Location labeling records
----------

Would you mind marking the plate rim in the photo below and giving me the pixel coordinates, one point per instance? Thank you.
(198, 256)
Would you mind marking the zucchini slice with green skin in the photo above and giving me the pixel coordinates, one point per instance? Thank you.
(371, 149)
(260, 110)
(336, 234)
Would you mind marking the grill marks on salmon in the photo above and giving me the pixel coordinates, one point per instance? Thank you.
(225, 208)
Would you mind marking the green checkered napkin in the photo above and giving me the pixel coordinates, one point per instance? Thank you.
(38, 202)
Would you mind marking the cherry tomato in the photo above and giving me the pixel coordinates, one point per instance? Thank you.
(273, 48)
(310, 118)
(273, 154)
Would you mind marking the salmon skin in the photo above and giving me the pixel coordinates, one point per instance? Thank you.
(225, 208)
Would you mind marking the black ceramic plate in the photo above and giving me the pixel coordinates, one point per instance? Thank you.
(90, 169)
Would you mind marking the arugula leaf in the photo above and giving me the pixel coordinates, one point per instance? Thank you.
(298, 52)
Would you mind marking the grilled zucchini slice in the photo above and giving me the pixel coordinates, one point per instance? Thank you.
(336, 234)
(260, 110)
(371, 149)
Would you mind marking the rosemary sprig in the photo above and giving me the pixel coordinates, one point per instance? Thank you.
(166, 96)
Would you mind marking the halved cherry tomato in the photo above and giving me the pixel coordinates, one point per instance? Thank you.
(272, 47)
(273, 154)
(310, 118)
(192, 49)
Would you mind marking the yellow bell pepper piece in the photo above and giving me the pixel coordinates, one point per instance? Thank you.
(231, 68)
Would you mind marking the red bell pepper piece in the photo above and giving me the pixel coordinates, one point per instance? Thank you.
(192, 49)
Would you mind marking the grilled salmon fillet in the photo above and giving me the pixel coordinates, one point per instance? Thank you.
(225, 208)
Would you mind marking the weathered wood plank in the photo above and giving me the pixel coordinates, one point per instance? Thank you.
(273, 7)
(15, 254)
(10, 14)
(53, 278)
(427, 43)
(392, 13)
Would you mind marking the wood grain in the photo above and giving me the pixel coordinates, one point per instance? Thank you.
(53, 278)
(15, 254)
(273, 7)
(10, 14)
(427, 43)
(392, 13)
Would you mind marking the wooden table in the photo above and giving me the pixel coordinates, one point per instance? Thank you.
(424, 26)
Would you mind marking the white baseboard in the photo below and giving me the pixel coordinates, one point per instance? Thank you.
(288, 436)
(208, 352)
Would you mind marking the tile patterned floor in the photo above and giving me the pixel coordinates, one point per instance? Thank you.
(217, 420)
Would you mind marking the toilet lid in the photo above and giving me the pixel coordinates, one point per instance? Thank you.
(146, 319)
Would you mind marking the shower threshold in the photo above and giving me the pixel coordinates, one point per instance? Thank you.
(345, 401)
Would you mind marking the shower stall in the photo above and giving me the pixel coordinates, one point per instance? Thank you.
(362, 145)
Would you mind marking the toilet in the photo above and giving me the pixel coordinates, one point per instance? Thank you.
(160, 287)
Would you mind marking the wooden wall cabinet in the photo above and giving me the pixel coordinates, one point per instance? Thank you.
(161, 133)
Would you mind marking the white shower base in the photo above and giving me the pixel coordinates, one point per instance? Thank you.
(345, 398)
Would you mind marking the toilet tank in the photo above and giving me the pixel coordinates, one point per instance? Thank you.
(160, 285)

----------

Convert all of the data above into a two-column CSV with the columns text and answer. Give one row for each piece of wording and the points under it, with each value in a single quoted field and any line breaks replaced by spaces.

TASK ANSWER.
text,answer
"Would you mind marking the plate rim in the photo below and giving me the pixel coordinates, one point per instance? Thank you.","(198, 256)"
"Would you mind marking the zucchini slice with green skin in the photo above and giving me the pixel coordinates, one point per instance? Thank you.","(371, 149) (260, 110) (336, 234)"
"Would you mind marking the grill marks on salmon in the photo above and giving me the pixel coordinates, one point per instance? Thank you.","(225, 208)"
"Would you mind marking the green checkered napkin in the photo above and giving me the pixel coordinates, one point per instance? Thank you.","(38, 202)"
"Would you mind marking the cherry tomato in the photo above and giving me the pixel coordinates, one point per instance? Thank you.","(273, 48) (310, 118) (273, 154)"
"Would you mind marking the salmon skin in the photo above and giving me the pixel coordinates, one point per instance? Thank you.","(225, 208)"
"Would you mind marking the black ceramic plate in the photo above and giving me the pixel coordinates, one point per instance? Thank you.","(90, 169)"
"Would you mind marking the arugula leaf in the photo above and giving me the pixel coordinates, one point per instance? Thank you.","(298, 52)"
"Would you mind marking the grilled zucchini slice in the photo above and giving me the pixel coordinates, one point per instance? Thank you.","(336, 234) (260, 110) (371, 149)"
"Would you mind marking the rosemary sprig in the photo above and giving me the pixel coordinates, one point per instance? Thank you.","(166, 96)"
"Would you mind marking the halved cherry tomato in the photo above and giving me the pixel coordinates, one point per instance? Thank you.","(272, 47) (273, 154) (310, 118) (192, 49)"
"Would you mind marking the yellow bell pepper piece in the photo above and giving me the pixel coordinates, one point per instance? Thank you.","(231, 68)"
"Would you mind marking the red bell pepper piece in the photo above and giving me the pixel coordinates, one point per instance? Thank you.","(192, 49)"
"Would you mind marking the grilled salmon fillet in the photo above and giving me the pixel coordinates, one point per instance? Thank you.","(225, 208)"
"Would you mind marking the weathered wood plank in the photo above and giving me the pixel coordinates, one point per instance? Thank you.","(273, 7) (15, 254) (10, 14) (53, 278) (427, 43) (392, 13)"
"Would you mind marking the wood grain in the photo above and giving me the pixel coordinates, one point per instance? Thank you.","(53, 278) (15, 254) (273, 7) (10, 14) (427, 43) (392, 13)"
"Would you mind marking the wooden table in the photo above and giving me the pixel coordinates, one point per instance? Thank you.","(424, 26)"
"Would you mind marking the white baseboard in the photo below and giving me the pixel coordinates, one point per instance? Thank you.","(288, 436) (208, 352)"
"Would you mind marking the tile patterned floor in the photo above and giving me the pixel coordinates, one point per instance? Thank you.","(217, 420)"
"Would you mind marking the toilet lid in the photo above and giving me the pixel coordinates, one point per instance? Thank you.","(146, 319)"
"Would you mind marking the shower threshold in the photo above and giving me the pixel coordinates, one point per instance? Thank you.","(345, 401)"
"Would you mind marking the shower stall in the photo above and giving me the pixel coordinates, one point per instance? Thank you.","(362, 145)"
"Would you mind marking the toilet in the photo above and giving me the pixel coordinates, one point per instance? Thank you.","(160, 287)"
"Would you mind marking the wooden wall cabinet in the photo above and giving me the pixel coordinates, one point per instance? Thank you.","(161, 133)"
"Would you mind marking the white shower base in the photo above and giving me the pixel coordinates, one point per instance? Thank you.","(345, 398)"
"Would you mind marking the toilet tank in the photo above and giving me the pixel coordinates, one point per instance? Thank you.","(160, 285)"